_WHAT NEEDS TO BE DONE:_
State how many lines in the rows below contain the word "dark", with case counting, and give only the number.
--- PROVIDED DATA ---
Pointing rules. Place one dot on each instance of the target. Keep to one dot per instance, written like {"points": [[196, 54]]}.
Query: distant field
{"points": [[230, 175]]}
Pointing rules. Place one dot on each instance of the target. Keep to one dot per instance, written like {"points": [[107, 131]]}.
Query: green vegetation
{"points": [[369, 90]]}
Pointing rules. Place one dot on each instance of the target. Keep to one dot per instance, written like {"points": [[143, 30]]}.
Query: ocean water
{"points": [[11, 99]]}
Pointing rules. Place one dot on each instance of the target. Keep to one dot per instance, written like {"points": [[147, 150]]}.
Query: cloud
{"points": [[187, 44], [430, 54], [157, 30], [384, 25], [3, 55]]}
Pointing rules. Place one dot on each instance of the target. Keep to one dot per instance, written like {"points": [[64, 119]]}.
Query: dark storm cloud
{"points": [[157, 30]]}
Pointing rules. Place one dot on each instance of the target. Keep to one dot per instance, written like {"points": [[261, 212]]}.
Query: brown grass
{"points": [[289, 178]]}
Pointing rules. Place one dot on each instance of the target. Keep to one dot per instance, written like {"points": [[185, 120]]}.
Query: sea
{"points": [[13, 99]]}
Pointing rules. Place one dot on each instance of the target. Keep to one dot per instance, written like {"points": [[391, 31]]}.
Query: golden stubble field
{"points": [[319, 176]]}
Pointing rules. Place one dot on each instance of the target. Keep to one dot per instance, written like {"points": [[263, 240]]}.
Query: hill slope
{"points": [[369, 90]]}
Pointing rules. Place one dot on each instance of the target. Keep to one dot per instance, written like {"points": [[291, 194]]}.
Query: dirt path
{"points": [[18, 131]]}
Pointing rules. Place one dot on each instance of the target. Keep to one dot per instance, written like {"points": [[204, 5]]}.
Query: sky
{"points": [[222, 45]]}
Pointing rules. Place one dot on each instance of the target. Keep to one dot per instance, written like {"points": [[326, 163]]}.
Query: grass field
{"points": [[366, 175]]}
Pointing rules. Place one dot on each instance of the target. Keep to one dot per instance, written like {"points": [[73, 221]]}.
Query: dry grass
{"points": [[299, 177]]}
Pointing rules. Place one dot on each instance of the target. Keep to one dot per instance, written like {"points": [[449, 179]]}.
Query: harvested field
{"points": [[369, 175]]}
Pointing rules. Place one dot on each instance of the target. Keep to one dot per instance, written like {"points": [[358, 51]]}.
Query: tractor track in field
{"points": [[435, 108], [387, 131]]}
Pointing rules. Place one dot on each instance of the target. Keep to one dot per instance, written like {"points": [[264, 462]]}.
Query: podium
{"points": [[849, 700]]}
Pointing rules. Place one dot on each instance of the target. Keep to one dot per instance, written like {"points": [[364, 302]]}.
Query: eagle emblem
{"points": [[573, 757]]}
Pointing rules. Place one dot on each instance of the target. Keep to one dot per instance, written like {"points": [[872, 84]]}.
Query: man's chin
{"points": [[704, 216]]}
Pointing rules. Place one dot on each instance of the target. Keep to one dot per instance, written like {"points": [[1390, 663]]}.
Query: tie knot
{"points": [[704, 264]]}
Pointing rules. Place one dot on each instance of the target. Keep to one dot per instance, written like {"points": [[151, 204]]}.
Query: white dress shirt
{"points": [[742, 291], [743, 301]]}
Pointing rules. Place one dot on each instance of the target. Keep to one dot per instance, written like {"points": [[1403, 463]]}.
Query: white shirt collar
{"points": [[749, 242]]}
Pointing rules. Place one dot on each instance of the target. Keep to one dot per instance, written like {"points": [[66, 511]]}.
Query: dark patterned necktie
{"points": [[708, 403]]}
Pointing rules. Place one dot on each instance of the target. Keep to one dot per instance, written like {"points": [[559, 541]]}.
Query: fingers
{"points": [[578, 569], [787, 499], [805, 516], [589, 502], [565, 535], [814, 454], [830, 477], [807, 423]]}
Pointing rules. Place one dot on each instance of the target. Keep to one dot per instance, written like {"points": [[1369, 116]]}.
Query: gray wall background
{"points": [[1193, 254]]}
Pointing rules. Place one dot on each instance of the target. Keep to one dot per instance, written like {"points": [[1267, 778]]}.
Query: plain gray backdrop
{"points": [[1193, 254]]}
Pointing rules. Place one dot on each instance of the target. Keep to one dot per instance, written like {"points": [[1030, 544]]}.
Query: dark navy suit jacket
---
_CORRECT RESULT:_
3